-- TEXT FOR ANALYSIS --
┄┄┄┄┄┄┄┄┄┄

U.S. Secretary of State Antony Blinken arrived in Kyiv today. The unannounced visit comes less than a month after Congress passed a $60 billion aid package for Ukraine. Blinken is expected to meet with Ukrainian President Volodymyr Zelenskyy and emphasize Washington's commitment to Ukraine as Russia steps up its attacks. Ukrainian troops are struggling to repel a new Russian offensive along the northeastern border.

  • NPR's Joanna Kakississ says emergency workers attempting to evacuate civilians from these areas have described the situation as "scary and chaotic." Thousands of civilians have fled the area, which means Ukraine is now moving troops to the northeastern front — and it doesn't have troops to spare


Michael Cohen, the key prosecution witness in Trump's hush-money case, will undergo cross-examination today as he returns to the stand in New York. Cohen, formerly Trump's personal lawyer, confirmed two key details on the stand yesterday: That the former president knew about the $130,000 settlement negotiation to keep adult film star Stormy Daniels from revealing an alleged affair and that he directed Cohen to make that payment because of the 2016 election.

┄┄┄┄┄┄┄┄┄┄

Extracted records

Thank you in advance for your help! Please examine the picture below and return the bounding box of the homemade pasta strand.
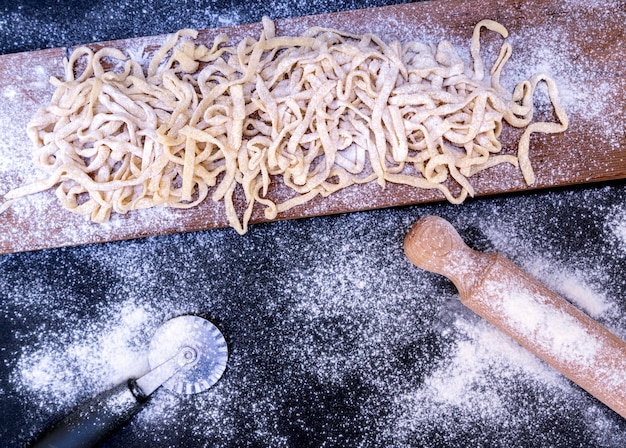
[0,18,568,233]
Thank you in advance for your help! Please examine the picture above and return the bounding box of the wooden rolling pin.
[404,216,626,418]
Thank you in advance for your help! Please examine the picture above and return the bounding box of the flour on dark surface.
[0,183,626,447]
[0,1,626,448]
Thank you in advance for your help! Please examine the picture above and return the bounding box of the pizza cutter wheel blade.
[31,316,228,448]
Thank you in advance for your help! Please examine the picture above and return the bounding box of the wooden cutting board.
[0,0,626,253]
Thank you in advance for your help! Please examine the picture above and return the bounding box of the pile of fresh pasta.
[0,19,568,233]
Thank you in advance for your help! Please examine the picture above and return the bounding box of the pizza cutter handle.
[32,379,148,448]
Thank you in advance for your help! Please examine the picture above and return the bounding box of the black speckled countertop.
[0,0,626,448]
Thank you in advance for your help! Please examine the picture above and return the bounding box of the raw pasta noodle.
[0,18,568,233]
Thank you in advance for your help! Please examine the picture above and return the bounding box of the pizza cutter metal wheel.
[148,316,228,394]
[31,316,228,448]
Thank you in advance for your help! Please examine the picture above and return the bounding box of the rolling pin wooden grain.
[404,216,626,418]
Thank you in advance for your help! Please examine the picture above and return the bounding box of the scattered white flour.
[0,0,626,448]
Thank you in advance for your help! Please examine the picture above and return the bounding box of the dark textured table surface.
[0,0,626,447]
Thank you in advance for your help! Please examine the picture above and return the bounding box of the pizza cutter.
[32,316,228,448]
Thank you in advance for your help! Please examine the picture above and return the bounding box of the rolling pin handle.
[404,216,496,297]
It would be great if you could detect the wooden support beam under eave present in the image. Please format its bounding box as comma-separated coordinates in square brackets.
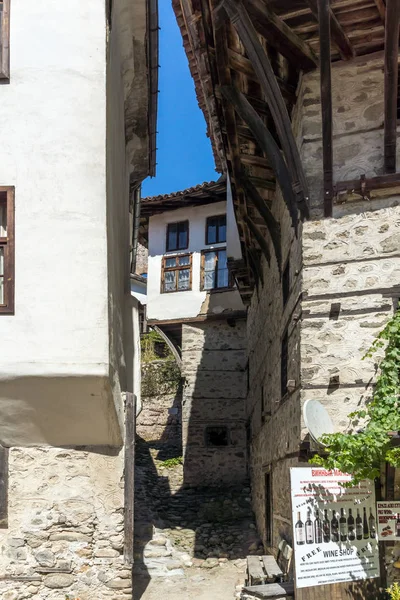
[318, 0, 333, 217]
[385, 0, 400, 173]
[221, 85, 298, 231]
[234, 0, 318, 71]
[306, 0, 352, 60]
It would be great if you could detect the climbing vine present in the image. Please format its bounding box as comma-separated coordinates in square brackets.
[311, 306, 400, 485]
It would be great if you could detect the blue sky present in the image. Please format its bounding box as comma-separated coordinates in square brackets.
[142, 0, 219, 197]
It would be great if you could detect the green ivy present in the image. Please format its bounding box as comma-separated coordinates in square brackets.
[310, 306, 400, 485]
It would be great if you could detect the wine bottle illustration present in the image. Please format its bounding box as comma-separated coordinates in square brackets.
[368, 507, 376, 539]
[356, 508, 363, 540]
[339, 508, 347, 542]
[322, 509, 331, 544]
[347, 508, 356, 542]
[306, 508, 314, 544]
[314, 508, 322, 544]
[331, 510, 339, 542]
[363, 506, 369, 540]
[294, 512, 306, 546]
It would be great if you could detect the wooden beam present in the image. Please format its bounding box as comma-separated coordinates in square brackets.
[221, 86, 298, 230]
[307, 0, 354, 60]
[238, 0, 318, 71]
[318, 0, 333, 217]
[385, 0, 400, 173]
[241, 173, 282, 273]
[374, 0, 386, 23]
[124, 392, 136, 565]
[244, 215, 271, 266]
[223, 0, 309, 218]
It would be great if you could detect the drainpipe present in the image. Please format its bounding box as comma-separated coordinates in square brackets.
[131, 184, 142, 273]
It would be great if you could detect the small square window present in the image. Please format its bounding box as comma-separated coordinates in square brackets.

┄┄┄┄┄┄┄┄┄┄

-- DIRECTIONS --
(1) In the news summary, reproduce the stretch from "Michael Cohen, the" through "the 2016 election." word for word.
(2) According to the news summary, how much was the aid package for Ukraine that Congress passed?
(3) Pick up the news summary where it stops and continue writing it.

-- ANSWERS FOR THE TASKS --
(1)
Michael Cohen, the key prosecution witness in Trump's hush-money case, will undergo cross-examination today as he returns to the stand in New York. Cohen, formerly Trump's personal lawyer, confirmed two key details on the stand yesterday: That the former president knew about the $130,000 settlement negotiation to keep adult film star Stormy Daniels from revealing an alleged affair and that he directed Cohen to make that payment because of the 2016 election.

(2) $60 billion.

(3)
  • Trump's lawyers will likely highlight Cohen as a convicted liar to debunk his testimony today. In 2018, he pleaded guilty to campaign finance violations and lying to tax authorities, and later for lying to Congress during the Russia investigation. "That's a lot of lying, and I'm sure the defense will make hay of that today," NPR's Andrea Bernstein tells Morning Edition.

Life advice

/ Cha Pornea for NPR
/
Cha Pornea for NPR

How often do you rely on your GPS to get you where you need to go? I couldn't find my way out of a paper bag without GPS. People with no sense of direction like me can change, though. Plus, people who have a good internal compass may have a deeper connection to the world around them, according to neuroscience professor Hugo Spiers. Try some of this advice to boost your navigation skills:

  • Turn off your GPS and get lost on purpose. This will help you get comfortable moving around in the world without a map.
  • Use landmarks — ideally ones that are large and far away — to orient yourself.
  • Understand how your city is laid out. For example, Washington, D.C., is divided into four quadrants with streets that run north-south, east-west and diagonally.
  • Use your memories of locations as tricks to help you remember where you are. 

Picture show

Slick Rick is known for his eyepatch and the crowns he often wears.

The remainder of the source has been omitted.